Stored records
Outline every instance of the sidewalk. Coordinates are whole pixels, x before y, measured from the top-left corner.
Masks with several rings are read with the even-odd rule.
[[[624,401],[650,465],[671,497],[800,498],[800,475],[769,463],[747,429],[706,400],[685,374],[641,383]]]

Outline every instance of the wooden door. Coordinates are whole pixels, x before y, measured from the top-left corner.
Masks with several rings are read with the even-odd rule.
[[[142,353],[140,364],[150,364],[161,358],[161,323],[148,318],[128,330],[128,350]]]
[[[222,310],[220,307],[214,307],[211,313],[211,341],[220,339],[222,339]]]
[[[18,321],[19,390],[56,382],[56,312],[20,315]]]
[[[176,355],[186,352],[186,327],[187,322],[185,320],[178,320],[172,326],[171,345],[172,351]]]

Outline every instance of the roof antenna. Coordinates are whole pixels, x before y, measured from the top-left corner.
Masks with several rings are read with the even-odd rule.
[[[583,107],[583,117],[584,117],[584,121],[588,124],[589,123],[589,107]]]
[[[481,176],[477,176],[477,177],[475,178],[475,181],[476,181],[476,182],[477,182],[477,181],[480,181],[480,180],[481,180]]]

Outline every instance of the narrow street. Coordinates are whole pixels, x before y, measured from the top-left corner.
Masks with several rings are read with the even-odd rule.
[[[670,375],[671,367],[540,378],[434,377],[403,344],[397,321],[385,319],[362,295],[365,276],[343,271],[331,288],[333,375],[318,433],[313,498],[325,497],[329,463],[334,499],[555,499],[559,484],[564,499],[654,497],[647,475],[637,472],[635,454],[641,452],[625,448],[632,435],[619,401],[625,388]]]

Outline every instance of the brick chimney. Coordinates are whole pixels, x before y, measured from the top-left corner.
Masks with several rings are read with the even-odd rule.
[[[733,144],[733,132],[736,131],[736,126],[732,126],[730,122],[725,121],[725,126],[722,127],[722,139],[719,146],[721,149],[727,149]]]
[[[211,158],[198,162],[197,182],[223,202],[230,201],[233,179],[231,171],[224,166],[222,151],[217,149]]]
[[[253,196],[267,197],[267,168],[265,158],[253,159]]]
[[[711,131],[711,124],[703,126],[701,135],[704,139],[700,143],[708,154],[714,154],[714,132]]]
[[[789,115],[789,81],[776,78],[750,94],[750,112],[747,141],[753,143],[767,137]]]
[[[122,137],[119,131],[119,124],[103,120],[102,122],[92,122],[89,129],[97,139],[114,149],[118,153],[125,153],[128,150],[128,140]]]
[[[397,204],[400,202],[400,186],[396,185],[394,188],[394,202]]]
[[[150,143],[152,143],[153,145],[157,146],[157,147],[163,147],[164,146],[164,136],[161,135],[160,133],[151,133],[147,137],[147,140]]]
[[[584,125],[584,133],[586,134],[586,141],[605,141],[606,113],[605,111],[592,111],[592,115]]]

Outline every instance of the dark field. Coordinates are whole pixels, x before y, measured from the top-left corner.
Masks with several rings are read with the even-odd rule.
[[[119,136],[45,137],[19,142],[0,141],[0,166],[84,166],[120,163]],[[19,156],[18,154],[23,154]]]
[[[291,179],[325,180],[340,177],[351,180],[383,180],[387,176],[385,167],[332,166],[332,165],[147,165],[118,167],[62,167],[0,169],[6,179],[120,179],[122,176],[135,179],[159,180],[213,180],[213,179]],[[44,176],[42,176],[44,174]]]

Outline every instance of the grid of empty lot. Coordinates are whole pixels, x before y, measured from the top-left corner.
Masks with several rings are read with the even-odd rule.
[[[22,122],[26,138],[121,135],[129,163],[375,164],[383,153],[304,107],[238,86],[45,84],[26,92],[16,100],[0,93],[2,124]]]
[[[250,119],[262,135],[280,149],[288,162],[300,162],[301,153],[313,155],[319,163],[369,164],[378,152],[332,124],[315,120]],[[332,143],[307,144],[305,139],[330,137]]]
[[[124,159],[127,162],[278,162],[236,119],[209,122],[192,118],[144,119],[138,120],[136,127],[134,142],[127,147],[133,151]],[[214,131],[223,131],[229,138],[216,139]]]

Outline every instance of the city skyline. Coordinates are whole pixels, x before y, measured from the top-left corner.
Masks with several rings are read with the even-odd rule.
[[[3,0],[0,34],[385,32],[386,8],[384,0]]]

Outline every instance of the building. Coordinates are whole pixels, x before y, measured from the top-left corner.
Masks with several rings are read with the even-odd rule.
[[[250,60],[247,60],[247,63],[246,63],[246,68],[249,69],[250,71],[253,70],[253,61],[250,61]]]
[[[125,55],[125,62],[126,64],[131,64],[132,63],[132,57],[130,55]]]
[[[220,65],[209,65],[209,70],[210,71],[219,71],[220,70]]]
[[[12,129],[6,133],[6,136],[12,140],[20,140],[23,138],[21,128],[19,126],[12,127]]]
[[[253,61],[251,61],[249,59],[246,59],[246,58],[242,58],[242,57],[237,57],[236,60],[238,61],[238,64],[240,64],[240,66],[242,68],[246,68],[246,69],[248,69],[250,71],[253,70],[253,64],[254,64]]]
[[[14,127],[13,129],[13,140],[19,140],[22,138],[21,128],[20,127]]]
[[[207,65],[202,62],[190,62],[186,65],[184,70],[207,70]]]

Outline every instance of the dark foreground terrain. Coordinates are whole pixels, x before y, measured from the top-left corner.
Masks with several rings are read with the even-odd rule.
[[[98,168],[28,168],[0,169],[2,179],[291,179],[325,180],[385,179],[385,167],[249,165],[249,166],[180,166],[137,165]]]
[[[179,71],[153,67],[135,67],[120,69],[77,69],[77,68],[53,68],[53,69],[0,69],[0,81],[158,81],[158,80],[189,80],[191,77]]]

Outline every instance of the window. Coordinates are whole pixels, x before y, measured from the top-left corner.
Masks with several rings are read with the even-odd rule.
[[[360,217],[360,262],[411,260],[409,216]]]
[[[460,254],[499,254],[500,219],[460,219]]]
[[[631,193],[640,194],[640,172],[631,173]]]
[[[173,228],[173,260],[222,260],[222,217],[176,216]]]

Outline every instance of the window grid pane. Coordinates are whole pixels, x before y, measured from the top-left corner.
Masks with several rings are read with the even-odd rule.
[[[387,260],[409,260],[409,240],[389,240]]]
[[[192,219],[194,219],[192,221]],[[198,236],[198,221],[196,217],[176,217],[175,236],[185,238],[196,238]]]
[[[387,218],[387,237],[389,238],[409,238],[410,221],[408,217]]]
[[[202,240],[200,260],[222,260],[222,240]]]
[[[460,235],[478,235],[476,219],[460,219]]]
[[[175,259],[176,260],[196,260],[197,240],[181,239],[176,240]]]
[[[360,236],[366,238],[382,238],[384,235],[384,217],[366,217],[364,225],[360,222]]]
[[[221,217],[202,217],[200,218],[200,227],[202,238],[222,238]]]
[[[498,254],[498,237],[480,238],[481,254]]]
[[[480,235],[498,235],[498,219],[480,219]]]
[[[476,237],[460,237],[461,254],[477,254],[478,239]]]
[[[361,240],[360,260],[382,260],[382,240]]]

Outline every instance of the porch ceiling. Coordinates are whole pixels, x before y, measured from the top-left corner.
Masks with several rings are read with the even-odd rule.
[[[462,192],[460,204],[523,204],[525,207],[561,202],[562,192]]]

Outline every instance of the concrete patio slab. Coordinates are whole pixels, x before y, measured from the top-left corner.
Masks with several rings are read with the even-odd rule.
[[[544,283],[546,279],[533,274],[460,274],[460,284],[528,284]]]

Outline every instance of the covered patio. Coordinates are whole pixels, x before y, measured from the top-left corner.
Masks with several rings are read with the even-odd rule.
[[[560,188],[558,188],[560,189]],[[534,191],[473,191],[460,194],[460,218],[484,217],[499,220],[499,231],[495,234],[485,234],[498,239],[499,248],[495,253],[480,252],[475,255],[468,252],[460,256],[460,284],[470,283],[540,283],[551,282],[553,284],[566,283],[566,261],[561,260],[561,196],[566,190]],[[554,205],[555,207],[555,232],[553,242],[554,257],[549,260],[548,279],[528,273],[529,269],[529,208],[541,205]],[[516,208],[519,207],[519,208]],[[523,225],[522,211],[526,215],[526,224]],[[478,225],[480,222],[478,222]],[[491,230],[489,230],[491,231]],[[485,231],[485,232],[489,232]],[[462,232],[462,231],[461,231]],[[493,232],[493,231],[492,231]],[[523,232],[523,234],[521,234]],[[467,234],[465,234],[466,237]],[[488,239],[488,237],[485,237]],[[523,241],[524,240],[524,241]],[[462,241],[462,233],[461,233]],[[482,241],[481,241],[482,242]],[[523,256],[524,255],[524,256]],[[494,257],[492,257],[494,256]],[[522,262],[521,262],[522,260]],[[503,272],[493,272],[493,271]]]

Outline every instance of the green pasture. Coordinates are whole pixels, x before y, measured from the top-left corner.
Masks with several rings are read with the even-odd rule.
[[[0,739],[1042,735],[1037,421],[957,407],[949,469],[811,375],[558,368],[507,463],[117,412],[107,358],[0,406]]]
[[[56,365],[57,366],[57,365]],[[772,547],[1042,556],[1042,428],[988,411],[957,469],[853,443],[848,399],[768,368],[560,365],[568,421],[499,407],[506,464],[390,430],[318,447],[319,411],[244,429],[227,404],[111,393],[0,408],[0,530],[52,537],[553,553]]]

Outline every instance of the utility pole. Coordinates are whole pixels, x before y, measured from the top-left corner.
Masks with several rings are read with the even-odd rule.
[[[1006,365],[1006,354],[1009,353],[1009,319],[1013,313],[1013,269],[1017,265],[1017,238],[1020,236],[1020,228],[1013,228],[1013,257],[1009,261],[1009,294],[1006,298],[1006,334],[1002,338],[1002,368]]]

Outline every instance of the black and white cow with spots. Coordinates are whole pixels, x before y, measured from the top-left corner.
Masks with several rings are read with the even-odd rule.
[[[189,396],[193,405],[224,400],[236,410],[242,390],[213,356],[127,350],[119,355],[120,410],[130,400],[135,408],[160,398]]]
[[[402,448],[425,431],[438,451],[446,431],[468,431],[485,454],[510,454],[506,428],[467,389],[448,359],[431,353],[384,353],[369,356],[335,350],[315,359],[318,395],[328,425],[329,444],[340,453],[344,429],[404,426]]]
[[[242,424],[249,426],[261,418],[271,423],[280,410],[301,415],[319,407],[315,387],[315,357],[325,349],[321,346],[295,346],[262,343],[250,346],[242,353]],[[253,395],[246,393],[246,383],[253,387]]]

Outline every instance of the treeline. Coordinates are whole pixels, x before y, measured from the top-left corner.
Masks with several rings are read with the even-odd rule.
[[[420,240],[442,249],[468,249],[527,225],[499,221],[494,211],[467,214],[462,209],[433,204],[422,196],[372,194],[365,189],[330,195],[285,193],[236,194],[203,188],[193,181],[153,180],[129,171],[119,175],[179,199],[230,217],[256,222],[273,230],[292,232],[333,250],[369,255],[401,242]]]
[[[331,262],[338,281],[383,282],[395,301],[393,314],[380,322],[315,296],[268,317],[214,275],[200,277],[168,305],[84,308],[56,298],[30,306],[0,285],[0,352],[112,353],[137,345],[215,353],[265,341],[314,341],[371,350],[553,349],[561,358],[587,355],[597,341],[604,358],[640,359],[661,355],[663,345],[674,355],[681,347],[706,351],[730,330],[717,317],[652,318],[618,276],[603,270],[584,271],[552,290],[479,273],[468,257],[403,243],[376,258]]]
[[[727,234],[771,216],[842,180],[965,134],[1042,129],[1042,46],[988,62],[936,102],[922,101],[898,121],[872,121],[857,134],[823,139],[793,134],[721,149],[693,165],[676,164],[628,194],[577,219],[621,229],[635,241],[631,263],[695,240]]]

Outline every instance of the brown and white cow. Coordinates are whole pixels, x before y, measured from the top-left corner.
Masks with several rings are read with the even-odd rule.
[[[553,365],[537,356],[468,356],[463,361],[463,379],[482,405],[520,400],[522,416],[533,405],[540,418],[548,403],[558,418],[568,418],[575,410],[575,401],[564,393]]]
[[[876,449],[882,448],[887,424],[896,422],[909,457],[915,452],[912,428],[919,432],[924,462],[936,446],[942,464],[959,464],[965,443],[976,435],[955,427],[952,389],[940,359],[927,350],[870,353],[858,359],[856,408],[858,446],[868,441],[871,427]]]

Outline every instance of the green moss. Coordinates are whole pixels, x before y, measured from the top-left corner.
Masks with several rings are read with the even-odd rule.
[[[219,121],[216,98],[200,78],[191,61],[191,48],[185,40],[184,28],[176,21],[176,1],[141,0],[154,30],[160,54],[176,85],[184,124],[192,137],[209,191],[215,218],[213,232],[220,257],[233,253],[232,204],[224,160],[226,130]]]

» **HOW TO COMPLETE THIS TASK**
After checking the entries, state how many lines contain "white", and write nothing but the number.

» **WRITTEN ANSWER**
2